* start *
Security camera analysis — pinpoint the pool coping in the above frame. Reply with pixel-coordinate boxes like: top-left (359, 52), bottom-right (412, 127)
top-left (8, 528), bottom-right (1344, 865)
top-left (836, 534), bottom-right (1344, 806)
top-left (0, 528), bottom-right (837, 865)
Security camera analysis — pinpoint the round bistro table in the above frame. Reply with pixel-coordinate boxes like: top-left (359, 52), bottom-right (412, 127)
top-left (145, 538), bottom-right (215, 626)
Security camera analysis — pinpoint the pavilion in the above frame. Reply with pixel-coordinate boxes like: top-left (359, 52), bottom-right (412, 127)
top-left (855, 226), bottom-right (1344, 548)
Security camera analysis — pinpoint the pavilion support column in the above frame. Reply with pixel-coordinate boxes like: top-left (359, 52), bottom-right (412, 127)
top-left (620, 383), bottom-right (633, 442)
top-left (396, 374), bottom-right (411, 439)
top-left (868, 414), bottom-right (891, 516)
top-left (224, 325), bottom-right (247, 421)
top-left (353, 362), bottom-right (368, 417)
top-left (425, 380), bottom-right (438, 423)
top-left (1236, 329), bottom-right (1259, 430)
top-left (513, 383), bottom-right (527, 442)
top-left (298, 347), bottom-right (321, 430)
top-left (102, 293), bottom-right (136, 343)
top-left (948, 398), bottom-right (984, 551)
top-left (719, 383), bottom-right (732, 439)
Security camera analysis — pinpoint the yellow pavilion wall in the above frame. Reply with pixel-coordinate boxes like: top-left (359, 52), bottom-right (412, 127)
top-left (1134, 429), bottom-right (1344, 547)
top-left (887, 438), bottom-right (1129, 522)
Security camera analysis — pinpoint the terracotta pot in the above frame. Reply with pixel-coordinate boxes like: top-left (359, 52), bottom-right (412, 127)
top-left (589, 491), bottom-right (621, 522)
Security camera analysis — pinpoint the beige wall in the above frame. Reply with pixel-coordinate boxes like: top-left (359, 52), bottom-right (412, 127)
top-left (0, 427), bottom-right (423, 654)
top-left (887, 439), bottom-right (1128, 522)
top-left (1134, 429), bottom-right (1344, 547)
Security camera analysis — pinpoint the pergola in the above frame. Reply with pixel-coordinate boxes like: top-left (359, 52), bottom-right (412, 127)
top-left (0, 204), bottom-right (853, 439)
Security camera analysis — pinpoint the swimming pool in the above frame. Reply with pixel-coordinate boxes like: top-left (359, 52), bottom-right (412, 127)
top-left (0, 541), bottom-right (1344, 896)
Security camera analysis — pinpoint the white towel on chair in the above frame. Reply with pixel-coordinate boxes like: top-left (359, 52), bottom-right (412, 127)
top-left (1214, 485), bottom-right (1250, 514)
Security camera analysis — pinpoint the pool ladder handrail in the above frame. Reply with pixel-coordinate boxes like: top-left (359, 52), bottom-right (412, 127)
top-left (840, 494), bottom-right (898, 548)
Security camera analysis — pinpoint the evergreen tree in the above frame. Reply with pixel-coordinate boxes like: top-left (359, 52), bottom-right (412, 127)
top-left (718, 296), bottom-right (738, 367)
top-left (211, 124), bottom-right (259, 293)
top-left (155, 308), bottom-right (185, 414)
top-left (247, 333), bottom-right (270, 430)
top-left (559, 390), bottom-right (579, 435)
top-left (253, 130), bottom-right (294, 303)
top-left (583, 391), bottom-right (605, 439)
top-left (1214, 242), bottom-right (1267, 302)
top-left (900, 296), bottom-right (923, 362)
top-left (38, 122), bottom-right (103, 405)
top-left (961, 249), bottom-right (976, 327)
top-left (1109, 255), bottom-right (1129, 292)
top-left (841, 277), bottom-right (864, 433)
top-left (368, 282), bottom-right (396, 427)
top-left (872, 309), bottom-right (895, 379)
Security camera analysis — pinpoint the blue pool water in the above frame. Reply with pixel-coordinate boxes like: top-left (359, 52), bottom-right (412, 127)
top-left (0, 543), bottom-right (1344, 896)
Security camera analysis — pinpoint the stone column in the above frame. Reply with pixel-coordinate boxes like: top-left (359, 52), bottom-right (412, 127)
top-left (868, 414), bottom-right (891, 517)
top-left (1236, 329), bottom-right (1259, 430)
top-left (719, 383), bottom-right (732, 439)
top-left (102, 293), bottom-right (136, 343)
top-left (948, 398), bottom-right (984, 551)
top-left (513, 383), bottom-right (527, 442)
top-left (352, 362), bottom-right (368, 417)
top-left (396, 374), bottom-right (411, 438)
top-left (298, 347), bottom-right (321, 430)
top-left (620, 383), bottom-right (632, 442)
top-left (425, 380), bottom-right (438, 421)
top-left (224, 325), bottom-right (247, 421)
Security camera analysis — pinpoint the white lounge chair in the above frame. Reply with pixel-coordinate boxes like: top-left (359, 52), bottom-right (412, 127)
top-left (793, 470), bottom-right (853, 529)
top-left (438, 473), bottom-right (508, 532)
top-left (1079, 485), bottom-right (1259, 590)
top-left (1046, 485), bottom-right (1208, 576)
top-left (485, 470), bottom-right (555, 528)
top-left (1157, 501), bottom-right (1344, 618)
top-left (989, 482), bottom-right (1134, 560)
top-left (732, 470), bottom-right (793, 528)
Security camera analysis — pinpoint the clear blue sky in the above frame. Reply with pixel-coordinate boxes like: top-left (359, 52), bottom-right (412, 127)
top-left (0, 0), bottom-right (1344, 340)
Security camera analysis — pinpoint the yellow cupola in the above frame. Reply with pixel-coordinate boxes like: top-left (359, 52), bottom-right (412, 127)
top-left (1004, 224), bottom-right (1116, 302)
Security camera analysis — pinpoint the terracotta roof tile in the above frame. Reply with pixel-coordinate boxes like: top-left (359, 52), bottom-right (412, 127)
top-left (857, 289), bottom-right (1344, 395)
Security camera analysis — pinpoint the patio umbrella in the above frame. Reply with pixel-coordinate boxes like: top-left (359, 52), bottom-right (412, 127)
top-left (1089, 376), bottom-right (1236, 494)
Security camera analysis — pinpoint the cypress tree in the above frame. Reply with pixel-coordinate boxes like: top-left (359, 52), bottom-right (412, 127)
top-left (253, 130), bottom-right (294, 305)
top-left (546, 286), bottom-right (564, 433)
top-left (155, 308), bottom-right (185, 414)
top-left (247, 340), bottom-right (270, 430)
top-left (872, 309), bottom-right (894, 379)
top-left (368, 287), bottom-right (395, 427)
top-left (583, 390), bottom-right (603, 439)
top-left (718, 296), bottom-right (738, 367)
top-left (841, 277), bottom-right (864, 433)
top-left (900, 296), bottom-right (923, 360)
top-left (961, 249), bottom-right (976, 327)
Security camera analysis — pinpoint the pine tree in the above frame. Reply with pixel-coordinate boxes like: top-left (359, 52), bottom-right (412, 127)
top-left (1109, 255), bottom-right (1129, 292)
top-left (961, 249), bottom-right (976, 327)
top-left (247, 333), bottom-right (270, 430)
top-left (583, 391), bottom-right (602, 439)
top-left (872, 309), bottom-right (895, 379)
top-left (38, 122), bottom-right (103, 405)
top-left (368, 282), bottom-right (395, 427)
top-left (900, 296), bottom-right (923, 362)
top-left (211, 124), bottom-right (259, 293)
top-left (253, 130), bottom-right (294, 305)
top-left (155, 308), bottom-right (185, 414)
* end *
◆ **Set task**
Can you update the records from the first line up to and including the line with "top-left (589, 491), bottom-right (621, 522)", rewriting each "pavilion" as "gazebo" and leaving everything else as it stands?

◆ **Answer to the problem**
Security camera analysis — pinpoint the pool coping in the above frame. Reply with pixel-coordinate boxes like: top-left (359, 52), bottom-right (412, 127)
top-left (8, 528), bottom-right (1344, 865)
top-left (836, 534), bottom-right (1344, 806)
top-left (0, 528), bottom-right (837, 865)
Security camera analysis — pinpoint the round bistro table in the above frame. Reply with pixel-coordinate boxes like: top-left (359, 52), bottom-right (412, 127)
top-left (145, 538), bottom-right (215, 626)
Security camera analysis — pinpoint the gazebo in the above frame. Reply with pixel-coordinate boxes like: top-left (359, 52), bottom-right (412, 127)
top-left (855, 226), bottom-right (1344, 548)
Security camera analysis — pinpoint the gazebo support column in the above frame. Reply with pixel-coordinate boxes like: top-left (359, 52), bottom-right (412, 127)
top-left (620, 383), bottom-right (633, 442)
top-left (396, 374), bottom-right (411, 439)
top-left (868, 414), bottom-right (891, 516)
top-left (224, 325), bottom-right (247, 421)
top-left (353, 362), bottom-right (368, 417)
top-left (425, 380), bottom-right (438, 423)
top-left (1236, 329), bottom-right (1259, 430)
top-left (513, 383), bottom-right (527, 442)
top-left (298, 347), bottom-right (321, 430)
top-left (102, 293), bottom-right (136, 343)
top-left (948, 398), bottom-right (984, 551)
top-left (719, 383), bottom-right (732, 439)
Security camera analysis — pinpoint the yellow gazebo wall in the above frame. Reply with pixel-coordinate boxes like: top-left (359, 52), bottom-right (412, 127)
top-left (1134, 429), bottom-right (1344, 547)
top-left (887, 438), bottom-right (1129, 522)
Security camera analysis — pinpoint the terracotta pot in the above frame. Reply with pixel-coordinate boxes like: top-left (359, 52), bottom-right (412, 127)
top-left (589, 491), bottom-right (621, 522)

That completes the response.